--- Information supplied Enclosed Below ---

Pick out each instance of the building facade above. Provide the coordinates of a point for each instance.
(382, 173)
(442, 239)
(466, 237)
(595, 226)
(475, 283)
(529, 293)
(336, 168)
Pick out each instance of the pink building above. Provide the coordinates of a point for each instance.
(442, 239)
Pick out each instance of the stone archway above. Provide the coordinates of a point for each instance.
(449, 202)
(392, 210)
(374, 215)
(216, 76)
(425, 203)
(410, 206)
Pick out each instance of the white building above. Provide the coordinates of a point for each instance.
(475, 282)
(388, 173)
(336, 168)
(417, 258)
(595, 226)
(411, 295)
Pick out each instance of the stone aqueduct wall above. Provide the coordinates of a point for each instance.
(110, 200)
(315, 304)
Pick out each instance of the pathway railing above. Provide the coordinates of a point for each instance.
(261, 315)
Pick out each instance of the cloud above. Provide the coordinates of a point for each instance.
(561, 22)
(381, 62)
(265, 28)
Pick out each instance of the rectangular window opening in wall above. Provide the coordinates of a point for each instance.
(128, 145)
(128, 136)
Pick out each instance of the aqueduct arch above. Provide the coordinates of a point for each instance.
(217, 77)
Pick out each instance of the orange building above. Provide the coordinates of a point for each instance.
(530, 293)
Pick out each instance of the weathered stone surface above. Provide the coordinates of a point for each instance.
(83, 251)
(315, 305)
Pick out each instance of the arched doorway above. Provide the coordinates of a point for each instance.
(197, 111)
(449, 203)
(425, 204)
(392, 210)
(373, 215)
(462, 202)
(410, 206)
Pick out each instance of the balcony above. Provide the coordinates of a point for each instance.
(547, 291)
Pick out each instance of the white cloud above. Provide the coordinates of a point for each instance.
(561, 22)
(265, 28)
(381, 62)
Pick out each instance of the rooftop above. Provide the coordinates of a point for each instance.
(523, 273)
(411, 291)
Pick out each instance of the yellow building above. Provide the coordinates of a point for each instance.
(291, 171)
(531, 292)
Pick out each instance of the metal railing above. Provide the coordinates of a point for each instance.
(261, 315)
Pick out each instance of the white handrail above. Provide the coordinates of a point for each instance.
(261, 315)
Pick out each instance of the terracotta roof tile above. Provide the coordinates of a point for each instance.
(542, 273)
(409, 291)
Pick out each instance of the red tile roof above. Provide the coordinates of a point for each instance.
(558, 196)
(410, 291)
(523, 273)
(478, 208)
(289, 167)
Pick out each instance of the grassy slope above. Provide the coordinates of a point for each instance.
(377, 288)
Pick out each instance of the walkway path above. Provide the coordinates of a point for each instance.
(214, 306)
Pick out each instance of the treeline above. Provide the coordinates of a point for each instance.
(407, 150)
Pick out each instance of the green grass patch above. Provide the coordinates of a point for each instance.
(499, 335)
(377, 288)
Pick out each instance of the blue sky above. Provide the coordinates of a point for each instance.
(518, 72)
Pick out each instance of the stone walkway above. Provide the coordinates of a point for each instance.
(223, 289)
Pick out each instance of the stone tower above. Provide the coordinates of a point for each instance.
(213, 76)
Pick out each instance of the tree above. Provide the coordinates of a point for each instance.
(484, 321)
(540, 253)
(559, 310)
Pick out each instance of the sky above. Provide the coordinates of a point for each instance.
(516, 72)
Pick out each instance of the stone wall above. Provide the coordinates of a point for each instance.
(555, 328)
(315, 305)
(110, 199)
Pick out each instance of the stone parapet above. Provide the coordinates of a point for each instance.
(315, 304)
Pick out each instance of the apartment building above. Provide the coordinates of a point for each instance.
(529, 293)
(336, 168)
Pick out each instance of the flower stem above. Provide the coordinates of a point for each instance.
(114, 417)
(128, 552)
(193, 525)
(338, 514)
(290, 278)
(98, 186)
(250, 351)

--- End of Enclosed Information supplied ---

_Work task_. All of the records are to be reproduced exactly as they were given.

_Solution_.
Pick out each instance of the building facade above. Provide the coordinates of a point for each instance.
(382, 173)
(442, 239)
(466, 237)
(595, 226)
(475, 283)
(529, 293)
(336, 168)
Pick out each instance of the pink building above. Provide the coordinates of a point for each instance.
(442, 239)
Pick out each instance of the stone archway above. Provide the coordinates of a point for each instance.
(449, 202)
(392, 210)
(374, 215)
(216, 76)
(425, 203)
(410, 206)
Pick out each instance of the white building above. Provide the coordinates of a point for each instance.
(475, 282)
(388, 173)
(336, 168)
(417, 258)
(595, 226)
(411, 295)
Pick out each instance of the stone aqueduct wall above. Provide the coordinates of a point for each instance.
(110, 200)
(315, 304)
Pick out each instance of the pathway railing above. Provide the coordinates of a point for each instance.
(261, 315)
Pick out each instance of the cloud above. Provide the coordinates of a point for each instance.
(561, 22)
(381, 62)
(265, 28)
Pick out each instance of the rectangular window opening in wall above. Provide the coordinates of a point for each instance.
(128, 145)
(128, 136)
Pick out each instance of the aqueduct arch above. Provide the coordinates of a point for each instance.
(217, 77)
Pick out each instance of the orange building above. Provide the coordinates of a point for each instance.
(530, 293)
Pick out each instance of the weathered stone surface above. Provide the coordinates of a point for each instance.
(83, 251)
(315, 305)
Pick out each instance of the arched doorway above. Provide the coordinates of a point for each instance.
(197, 111)
(449, 203)
(425, 204)
(392, 210)
(373, 215)
(462, 202)
(410, 206)
Pick out each instance of the balcony above. Provide the coordinates of a point for each instance.
(547, 291)
Pick out each instance of the white cloud above. Provide the coordinates of a point for each instance.
(561, 22)
(265, 28)
(381, 62)
Pick out each instance of the rooftop above. Provide the coordinates of a point for each instance.
(523, 273)
(411, 291)
Pick out each instance of the yellow building above. Provide the coordinates of a point for each instance.
(291, 171)
(531, 292)
Pick out each instance of the metal railing above. Provide the coordinates of a point for each instance.
(261, 315)
Pick out each instance of the white handrail above. Provide the coordinates of a point for each instance.
(261, 315)
Pick out each instance of the terracotta roof tile above. Provide the coordinates of a point for each instance.
(542, 273)
(409, 291)
Pick out each instance of the red tile roof above. Provide the coordinates of a point for each instance.
(558, 196)
(410, 291)
(523, 273)
(478, 208)
(289, 167)
Pick out each instance of the grassy slope above. Provide the coordinates of a point for each instance.
(377, 288)
Pick out each instance of the walkway path above. Provide the coordinates of a point for each instance.
(214, 306)
Pick out each instance of the treeline above. Provide the coordinates of a point for each instance.
(407, 150)
Pick out each instance of the green grass patch above. Provide the coordinates of a point for each instance.
(499, 335)
(377, 288)
Pick out each instance of the blue sky above. Provide the coordinates of a point for each instance.
(518, 72)
Pick out each instance of the stone walkway above. Provide the coordinates of a point for each instance.
(223, 289)
Pick out each instance of the stone tower above. Provide the coordinates of a point for each instance.
(213, 76)
Pick out each instance of the tree above. Provide the coordinates of a point for each instance.
(484, 321)
(540, 253)
(559, 310)
Pick out each instance of the sky above. Provide the coordinates of a point for each instance.
(516, 72)
Pick out each instance of the stone wall above. Provide the coordinates of a point for each instance.
(555, 328)
(315, 305)
(110, 199)
Pick out each instance of the stone parapet above. Provide the coordinates of a point for each instance.
(315, 304)
Pick out each instance of the apartment building above. Provide the coordinates of a point for each instance.
(529, 293)
(336, 168)
Pick out each instance of the flower stem above. Provide the coordinates of a point for each instance.
(114, 417)
(128, 552)
(193, 525)
(338, 514)
(290, 278)
(98, 186)
(250, 351)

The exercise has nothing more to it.